(WORK REQUIRED)
Count how many lines in the records below contain the string "juice", treating uppercase and lowercase as different. Reply with the number alone.

(DATA SHOWN)
■ ■ ■ ■ ■

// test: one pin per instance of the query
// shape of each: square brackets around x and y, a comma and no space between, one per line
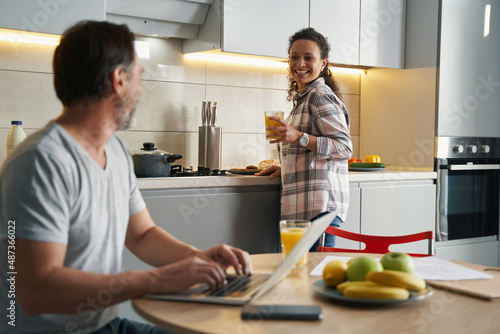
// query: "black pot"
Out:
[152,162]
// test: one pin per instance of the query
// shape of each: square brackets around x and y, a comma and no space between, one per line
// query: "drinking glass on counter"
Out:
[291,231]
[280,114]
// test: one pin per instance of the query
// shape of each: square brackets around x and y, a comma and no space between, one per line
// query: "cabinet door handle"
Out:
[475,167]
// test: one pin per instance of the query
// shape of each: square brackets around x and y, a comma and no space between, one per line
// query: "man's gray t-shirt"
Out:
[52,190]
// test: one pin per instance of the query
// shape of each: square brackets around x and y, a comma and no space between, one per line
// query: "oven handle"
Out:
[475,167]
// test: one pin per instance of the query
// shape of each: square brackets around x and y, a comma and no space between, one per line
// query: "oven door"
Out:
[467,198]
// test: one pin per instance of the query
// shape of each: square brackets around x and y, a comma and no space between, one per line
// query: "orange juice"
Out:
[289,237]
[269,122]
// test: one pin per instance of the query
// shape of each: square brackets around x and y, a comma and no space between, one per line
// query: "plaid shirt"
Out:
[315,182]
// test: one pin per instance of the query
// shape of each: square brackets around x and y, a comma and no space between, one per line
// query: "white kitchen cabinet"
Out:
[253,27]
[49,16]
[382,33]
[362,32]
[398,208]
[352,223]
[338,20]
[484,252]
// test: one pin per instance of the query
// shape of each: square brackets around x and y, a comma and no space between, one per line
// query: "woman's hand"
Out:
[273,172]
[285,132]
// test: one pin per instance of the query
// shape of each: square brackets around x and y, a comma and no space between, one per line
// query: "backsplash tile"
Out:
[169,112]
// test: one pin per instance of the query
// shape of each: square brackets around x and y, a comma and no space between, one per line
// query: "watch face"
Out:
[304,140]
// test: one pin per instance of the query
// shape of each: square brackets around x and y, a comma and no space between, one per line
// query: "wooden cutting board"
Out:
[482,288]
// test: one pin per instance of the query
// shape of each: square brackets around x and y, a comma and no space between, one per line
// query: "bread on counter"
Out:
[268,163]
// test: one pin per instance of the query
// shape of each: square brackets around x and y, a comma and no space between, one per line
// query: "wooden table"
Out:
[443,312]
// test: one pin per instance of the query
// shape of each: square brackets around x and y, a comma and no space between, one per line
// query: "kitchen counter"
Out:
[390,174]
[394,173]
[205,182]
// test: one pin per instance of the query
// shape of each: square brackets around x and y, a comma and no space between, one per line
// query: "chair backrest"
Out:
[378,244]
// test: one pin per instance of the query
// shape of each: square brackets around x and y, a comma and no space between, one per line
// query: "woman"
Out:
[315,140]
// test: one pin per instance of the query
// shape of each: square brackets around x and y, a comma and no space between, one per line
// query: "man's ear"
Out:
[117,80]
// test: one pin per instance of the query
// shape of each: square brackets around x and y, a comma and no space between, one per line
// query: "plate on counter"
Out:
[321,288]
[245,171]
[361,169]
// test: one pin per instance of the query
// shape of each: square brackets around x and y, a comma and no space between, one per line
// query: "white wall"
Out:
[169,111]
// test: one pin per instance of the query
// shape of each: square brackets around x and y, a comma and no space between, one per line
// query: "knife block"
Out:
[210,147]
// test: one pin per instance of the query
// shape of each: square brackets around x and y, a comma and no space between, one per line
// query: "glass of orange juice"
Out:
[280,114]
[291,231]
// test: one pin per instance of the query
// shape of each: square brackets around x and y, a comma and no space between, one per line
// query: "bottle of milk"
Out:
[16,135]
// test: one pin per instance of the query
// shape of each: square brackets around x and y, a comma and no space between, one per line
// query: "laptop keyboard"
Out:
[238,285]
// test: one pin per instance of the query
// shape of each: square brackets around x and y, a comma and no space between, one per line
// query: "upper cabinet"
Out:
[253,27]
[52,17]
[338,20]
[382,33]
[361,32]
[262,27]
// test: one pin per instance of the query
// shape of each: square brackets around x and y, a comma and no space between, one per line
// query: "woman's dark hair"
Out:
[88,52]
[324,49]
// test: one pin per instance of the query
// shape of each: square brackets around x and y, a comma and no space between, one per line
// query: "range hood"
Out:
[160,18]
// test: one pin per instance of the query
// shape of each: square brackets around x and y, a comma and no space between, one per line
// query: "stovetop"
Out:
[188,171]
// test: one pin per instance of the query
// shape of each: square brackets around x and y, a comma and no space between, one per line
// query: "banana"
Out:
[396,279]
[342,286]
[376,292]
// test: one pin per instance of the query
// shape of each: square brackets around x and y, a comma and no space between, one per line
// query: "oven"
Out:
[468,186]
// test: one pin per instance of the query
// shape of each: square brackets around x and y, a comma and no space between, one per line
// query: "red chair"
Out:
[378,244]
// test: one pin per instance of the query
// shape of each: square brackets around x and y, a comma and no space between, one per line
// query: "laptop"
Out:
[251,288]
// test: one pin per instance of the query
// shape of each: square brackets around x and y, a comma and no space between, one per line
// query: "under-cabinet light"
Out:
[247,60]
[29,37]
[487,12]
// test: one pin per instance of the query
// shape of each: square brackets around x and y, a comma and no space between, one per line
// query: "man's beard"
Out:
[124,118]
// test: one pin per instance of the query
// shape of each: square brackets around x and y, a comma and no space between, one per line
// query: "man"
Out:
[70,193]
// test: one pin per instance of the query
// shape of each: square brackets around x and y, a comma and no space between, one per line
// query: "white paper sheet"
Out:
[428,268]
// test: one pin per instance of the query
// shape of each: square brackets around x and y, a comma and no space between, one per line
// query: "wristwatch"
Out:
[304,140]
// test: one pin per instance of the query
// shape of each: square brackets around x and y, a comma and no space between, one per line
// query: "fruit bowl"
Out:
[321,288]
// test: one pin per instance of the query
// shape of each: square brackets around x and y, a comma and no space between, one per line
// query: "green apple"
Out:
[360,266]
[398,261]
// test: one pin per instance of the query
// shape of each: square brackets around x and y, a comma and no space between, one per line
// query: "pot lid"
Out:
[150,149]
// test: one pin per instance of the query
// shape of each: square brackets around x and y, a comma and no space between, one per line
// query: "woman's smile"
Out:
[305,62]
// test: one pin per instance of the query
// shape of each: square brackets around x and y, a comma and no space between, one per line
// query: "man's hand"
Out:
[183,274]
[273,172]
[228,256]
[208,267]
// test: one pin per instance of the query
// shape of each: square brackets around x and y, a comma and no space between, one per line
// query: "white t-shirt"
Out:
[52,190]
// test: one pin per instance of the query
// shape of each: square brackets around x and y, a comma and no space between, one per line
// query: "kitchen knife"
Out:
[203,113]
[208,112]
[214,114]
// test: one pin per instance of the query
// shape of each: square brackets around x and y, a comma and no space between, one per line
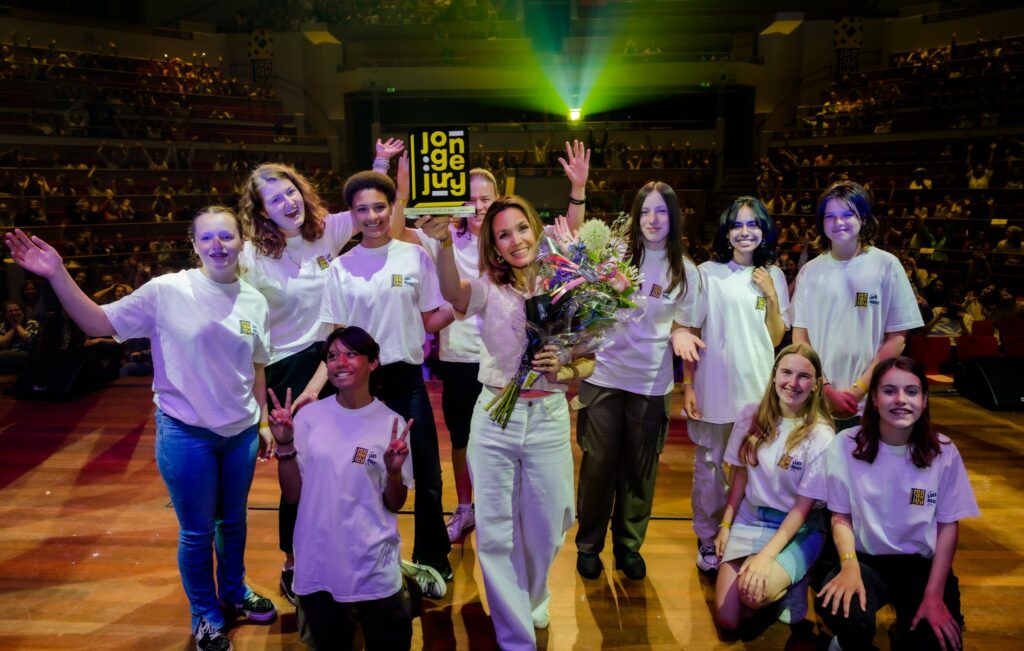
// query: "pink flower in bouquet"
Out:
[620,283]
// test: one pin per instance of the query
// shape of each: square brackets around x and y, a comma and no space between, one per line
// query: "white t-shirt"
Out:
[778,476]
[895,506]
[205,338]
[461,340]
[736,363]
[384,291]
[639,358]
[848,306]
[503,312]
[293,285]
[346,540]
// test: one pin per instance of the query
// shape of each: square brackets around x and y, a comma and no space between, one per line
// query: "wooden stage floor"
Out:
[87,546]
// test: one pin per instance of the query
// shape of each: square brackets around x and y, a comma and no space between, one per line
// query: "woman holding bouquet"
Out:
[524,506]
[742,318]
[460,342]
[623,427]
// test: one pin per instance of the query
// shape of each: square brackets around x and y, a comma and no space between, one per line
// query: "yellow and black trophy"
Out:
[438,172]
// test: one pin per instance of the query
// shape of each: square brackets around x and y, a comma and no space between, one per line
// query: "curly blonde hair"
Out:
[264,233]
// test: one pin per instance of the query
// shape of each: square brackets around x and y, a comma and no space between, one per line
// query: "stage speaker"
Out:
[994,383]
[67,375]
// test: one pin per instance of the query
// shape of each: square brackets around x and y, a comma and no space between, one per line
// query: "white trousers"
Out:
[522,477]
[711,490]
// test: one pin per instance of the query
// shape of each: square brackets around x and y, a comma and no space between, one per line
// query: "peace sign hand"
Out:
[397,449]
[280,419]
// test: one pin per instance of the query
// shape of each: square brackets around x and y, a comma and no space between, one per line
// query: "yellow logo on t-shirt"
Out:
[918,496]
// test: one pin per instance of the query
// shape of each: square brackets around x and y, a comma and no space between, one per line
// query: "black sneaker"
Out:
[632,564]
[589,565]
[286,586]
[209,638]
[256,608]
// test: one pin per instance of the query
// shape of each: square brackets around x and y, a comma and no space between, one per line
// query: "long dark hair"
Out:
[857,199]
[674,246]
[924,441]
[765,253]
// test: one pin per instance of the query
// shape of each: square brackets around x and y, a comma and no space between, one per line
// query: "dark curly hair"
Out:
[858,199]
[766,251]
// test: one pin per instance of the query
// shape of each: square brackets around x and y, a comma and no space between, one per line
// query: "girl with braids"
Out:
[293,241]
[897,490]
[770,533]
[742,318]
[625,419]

■ ■ ■ ■ ■

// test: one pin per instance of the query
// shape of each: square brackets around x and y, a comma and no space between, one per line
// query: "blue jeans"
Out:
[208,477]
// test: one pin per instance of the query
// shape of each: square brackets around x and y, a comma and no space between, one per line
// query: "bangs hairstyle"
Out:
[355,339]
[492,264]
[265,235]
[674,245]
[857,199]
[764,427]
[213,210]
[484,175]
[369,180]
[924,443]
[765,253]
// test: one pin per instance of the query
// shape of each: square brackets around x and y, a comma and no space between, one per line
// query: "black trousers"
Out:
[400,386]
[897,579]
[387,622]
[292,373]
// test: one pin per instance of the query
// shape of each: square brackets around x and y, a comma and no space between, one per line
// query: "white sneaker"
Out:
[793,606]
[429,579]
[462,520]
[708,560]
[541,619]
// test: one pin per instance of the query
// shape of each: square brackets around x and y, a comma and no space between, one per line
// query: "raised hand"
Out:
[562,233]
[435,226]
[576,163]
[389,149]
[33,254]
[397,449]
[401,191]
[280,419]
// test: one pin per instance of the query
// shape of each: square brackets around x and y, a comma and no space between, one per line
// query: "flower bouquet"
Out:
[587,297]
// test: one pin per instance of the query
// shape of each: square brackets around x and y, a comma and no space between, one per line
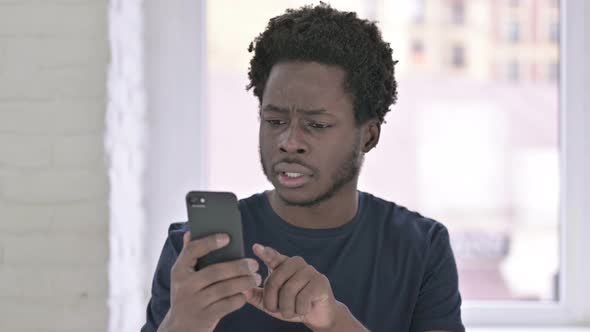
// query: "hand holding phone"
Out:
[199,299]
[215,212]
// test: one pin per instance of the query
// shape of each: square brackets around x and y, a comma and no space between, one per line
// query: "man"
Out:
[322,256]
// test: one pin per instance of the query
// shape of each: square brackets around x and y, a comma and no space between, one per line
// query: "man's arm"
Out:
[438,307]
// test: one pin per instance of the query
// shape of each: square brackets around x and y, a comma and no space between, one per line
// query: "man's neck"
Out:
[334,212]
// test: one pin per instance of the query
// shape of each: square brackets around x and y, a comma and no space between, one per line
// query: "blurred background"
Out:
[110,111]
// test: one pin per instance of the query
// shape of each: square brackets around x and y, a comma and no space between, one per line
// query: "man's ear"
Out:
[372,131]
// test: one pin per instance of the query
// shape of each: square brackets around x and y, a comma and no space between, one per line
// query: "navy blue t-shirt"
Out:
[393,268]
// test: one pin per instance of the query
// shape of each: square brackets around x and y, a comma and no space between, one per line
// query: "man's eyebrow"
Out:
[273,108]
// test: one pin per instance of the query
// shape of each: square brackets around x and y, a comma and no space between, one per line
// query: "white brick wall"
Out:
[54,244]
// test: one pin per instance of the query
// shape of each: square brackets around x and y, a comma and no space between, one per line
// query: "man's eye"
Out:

■ ■ ■ ■ ■

(RESPONSE)
2